Among the lines of data below, reproduce only those from the one with "Phrase: fern plant" through the one with "Phrase: black rubber tire", exactly as they stand, both ends included.

Natural-language object grounding data:
··········
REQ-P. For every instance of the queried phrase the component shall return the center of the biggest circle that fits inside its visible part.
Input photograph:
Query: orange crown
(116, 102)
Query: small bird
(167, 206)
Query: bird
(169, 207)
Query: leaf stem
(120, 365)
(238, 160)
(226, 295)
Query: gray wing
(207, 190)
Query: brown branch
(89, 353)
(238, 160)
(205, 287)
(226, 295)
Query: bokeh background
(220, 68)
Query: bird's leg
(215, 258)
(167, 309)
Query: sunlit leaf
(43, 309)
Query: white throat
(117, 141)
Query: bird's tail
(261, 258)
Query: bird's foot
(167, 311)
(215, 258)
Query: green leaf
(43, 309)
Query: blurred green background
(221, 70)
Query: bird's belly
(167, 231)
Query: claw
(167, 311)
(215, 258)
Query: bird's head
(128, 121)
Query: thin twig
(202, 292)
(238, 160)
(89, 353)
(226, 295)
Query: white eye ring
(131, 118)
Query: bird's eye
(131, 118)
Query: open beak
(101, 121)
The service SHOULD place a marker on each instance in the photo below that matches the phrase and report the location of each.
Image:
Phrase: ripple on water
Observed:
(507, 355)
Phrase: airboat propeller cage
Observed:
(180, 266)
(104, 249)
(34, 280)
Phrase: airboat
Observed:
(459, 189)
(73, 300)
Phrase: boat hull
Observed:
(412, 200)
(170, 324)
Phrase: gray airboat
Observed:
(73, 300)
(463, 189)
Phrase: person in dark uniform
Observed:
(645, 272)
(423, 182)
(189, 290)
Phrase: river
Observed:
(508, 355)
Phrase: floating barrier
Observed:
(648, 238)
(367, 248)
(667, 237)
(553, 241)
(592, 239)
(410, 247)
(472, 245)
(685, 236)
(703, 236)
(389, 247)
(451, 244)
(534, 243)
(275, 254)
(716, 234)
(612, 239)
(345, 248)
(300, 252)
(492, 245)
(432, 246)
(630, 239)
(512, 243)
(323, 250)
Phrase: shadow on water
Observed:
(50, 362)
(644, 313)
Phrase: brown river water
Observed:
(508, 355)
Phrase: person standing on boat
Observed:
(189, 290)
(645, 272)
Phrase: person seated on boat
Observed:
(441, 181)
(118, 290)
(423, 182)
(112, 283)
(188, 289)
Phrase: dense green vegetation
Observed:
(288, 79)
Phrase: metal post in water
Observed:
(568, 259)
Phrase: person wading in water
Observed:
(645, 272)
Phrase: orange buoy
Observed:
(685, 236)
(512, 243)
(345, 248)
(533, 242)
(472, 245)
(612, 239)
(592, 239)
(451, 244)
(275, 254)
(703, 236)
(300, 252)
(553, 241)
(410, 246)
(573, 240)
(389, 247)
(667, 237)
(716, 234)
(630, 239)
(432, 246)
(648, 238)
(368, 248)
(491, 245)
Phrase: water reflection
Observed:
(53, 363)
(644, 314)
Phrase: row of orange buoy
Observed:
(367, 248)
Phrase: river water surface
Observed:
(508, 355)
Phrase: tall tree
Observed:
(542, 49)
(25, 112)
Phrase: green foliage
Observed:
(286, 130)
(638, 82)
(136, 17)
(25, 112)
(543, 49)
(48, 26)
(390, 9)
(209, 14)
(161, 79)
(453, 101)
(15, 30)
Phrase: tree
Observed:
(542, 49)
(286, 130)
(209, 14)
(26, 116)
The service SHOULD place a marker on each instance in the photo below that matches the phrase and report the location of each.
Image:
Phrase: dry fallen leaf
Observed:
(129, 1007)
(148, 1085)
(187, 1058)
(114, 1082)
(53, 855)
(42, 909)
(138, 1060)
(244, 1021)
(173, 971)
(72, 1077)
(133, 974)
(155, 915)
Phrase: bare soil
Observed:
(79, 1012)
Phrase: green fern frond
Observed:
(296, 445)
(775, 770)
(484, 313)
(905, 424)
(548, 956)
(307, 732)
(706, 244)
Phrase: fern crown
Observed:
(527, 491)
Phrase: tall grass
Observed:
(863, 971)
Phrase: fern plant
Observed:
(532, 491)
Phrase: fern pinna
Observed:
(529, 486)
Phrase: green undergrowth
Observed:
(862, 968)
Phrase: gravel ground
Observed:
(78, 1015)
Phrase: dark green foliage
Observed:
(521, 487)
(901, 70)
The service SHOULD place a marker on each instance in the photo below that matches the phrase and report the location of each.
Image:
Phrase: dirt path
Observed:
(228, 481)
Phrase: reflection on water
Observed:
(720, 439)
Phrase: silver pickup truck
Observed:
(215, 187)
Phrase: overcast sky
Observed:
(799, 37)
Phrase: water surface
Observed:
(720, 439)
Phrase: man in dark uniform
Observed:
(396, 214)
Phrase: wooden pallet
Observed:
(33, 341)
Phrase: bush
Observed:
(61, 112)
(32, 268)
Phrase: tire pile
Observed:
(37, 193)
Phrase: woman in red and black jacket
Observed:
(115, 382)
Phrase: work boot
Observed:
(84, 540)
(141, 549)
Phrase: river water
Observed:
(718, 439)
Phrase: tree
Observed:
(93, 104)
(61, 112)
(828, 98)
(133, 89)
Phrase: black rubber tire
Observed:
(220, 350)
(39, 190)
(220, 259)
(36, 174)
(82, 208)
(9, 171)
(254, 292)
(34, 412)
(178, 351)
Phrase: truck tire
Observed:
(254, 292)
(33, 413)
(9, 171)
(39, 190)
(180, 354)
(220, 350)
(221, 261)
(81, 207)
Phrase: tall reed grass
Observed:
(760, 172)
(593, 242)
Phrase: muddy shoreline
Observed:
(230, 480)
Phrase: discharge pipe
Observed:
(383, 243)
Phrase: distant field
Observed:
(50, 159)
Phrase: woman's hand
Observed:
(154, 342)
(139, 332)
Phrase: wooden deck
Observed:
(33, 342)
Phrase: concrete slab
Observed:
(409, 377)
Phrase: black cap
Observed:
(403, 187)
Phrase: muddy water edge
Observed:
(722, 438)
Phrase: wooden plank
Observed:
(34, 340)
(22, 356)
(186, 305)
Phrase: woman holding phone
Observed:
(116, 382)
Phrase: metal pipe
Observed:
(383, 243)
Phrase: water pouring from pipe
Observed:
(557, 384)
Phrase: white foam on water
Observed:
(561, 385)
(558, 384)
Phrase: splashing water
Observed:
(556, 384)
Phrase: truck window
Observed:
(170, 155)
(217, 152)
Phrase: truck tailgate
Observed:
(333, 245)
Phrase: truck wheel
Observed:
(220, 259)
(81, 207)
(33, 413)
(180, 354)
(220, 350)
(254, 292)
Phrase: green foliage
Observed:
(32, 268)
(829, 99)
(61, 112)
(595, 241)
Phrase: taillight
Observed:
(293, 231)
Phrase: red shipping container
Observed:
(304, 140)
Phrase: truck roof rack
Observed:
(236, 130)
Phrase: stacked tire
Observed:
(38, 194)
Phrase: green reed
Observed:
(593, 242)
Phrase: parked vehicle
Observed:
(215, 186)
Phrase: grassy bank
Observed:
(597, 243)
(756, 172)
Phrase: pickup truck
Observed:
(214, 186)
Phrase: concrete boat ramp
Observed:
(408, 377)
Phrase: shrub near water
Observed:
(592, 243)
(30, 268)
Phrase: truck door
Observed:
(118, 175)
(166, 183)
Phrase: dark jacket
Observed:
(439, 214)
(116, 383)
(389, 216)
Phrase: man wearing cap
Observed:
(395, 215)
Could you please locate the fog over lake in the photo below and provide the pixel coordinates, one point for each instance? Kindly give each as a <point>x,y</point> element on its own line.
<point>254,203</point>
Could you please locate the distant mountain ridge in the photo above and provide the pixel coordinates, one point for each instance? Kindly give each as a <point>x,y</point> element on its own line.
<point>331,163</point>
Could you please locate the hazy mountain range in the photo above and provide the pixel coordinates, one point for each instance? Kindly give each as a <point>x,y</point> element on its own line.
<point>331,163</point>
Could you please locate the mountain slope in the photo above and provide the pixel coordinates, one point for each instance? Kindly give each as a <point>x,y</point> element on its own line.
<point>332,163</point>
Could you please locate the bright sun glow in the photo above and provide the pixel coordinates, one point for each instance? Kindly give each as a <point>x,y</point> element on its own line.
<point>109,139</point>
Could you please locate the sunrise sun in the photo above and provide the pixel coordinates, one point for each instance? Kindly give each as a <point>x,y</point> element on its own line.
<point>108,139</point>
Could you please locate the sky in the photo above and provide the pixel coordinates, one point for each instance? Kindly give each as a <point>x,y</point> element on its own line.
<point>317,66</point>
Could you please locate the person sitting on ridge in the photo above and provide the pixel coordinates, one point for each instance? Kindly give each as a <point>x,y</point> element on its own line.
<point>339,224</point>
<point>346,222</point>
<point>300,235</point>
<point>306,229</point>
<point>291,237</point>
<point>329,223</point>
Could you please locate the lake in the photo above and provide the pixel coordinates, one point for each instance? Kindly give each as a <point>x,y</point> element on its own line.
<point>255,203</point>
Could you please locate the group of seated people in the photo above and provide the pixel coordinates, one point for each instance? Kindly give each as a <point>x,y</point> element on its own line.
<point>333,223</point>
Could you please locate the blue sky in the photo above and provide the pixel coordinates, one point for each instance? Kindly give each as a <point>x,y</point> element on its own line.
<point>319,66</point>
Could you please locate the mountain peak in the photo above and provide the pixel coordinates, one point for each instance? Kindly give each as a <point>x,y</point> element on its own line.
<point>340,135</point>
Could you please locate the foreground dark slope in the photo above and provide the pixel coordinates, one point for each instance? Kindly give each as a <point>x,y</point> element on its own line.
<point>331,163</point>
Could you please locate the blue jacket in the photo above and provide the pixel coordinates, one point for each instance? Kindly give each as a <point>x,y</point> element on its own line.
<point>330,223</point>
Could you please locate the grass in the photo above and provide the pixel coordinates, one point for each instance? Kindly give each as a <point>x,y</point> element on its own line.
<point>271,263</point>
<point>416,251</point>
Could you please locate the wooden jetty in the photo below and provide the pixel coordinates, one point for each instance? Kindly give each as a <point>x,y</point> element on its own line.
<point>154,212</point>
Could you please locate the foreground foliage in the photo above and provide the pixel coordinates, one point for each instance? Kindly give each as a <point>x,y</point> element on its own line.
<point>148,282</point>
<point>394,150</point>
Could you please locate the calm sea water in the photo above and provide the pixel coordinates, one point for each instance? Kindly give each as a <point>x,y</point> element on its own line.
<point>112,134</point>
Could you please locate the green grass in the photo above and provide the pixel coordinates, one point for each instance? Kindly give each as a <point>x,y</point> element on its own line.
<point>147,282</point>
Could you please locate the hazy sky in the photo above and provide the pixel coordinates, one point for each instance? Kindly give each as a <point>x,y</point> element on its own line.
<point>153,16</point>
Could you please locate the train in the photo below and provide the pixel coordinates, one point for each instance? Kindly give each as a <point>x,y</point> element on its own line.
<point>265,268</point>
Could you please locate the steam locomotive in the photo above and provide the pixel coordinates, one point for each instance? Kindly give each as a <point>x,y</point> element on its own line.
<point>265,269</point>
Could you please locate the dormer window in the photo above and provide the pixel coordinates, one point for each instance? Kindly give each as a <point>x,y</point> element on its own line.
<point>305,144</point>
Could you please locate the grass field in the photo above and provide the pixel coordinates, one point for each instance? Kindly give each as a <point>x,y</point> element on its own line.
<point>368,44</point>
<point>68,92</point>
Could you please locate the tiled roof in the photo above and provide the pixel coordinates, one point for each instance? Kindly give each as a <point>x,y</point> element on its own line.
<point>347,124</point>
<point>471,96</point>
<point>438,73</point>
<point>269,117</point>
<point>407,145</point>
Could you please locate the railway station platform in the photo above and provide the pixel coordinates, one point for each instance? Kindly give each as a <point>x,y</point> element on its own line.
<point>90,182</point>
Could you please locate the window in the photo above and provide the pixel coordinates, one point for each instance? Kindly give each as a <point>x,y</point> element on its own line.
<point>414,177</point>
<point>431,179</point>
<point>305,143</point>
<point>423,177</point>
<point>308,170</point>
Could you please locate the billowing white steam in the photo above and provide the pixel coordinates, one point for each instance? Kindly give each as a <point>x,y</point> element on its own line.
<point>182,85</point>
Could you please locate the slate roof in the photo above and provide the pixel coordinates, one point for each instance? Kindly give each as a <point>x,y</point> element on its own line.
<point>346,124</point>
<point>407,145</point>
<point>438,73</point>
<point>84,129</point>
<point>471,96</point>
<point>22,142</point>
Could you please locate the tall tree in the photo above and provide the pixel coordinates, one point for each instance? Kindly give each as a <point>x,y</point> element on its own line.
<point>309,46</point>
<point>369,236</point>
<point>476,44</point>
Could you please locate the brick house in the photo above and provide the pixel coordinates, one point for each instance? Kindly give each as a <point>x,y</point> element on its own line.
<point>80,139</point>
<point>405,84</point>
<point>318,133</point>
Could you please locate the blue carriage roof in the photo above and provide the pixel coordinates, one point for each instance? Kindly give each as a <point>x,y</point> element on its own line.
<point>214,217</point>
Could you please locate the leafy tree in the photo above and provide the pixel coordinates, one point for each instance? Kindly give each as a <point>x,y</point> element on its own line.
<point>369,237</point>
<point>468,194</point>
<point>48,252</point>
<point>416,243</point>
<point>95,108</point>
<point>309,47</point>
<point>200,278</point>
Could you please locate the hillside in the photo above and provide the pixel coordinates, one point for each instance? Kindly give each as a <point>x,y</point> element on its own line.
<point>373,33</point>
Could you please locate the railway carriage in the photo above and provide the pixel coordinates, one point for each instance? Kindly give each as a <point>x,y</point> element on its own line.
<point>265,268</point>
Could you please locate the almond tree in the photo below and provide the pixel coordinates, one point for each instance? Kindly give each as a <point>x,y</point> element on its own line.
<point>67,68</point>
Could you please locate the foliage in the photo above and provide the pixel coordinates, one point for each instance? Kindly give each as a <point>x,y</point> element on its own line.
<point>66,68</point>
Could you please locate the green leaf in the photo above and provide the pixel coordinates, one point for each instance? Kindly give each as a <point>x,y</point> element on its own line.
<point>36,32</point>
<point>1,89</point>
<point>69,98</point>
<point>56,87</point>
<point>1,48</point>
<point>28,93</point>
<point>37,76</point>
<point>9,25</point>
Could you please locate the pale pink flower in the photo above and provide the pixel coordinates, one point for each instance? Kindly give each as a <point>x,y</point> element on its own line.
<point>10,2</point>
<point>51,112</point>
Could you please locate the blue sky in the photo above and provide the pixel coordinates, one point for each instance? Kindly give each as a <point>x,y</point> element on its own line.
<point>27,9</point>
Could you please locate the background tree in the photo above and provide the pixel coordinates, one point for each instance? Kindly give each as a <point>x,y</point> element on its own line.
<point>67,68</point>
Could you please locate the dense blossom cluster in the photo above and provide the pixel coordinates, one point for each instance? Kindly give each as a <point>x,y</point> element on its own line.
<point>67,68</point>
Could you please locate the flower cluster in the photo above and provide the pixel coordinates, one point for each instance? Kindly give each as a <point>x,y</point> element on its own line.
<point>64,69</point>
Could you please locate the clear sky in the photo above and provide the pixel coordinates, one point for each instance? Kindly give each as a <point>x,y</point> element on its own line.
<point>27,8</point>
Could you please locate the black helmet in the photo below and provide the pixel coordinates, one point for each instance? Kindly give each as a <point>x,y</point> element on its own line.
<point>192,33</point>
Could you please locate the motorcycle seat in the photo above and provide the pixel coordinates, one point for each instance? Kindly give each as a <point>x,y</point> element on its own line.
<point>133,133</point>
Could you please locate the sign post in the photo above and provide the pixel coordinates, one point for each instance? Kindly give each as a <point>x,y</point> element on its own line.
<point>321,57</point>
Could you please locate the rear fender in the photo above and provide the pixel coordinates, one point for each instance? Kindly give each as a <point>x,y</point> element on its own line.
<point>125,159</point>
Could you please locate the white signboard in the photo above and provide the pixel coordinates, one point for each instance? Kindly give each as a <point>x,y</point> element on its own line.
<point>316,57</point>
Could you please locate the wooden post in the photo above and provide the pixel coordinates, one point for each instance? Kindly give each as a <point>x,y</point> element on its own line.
··········
WRITTEN SOLUTION:
Phrase: fern plant
Observed:
(532, 491)
Phrase: fern pinna
Observed:
(529, 486)
Phrase: green undergrowth
Observed:
(862, 968)
Phrase: gravel ground
Observed:
(78, 1015)
Phrase: dark green foliage
Observed:
(521, 487)
(901, 70)
The service SHOULD place a marker on each instance in the photo below that matches the phrase and report the location of each.
Image:
Phrase: dirt path
Observed:
(228, 481)
Phrase: reflection on water
Observed:
(720, 439)
Phrase: silver pickup truck
Observed:
(215, 187)
Phrase: overcast sky
Observed:
(799, 37)
Phrase: water surface
Observed:
(720, 439)
Phrase: man in dark uniform
Observed:
(396, 214)
Phrase: wooden pallet
Observed:
(33, 341)
Phrase: bush
Observed:
(61, 112)
(32, 268)
Phrase: tire pile
Observed:
(37, 193)
Phrase: woman in red and black jacket
Observed:
(115, 382)
Phrase: work boot
Observed:
(84, 540)
(141, 549)
Phrase: river water
Observed:
(718, 439)
Phrase: tree
Observed:
(93, 104)
(61, 112)
(828, 98)
(133, 89)
Phrase: black rubber tire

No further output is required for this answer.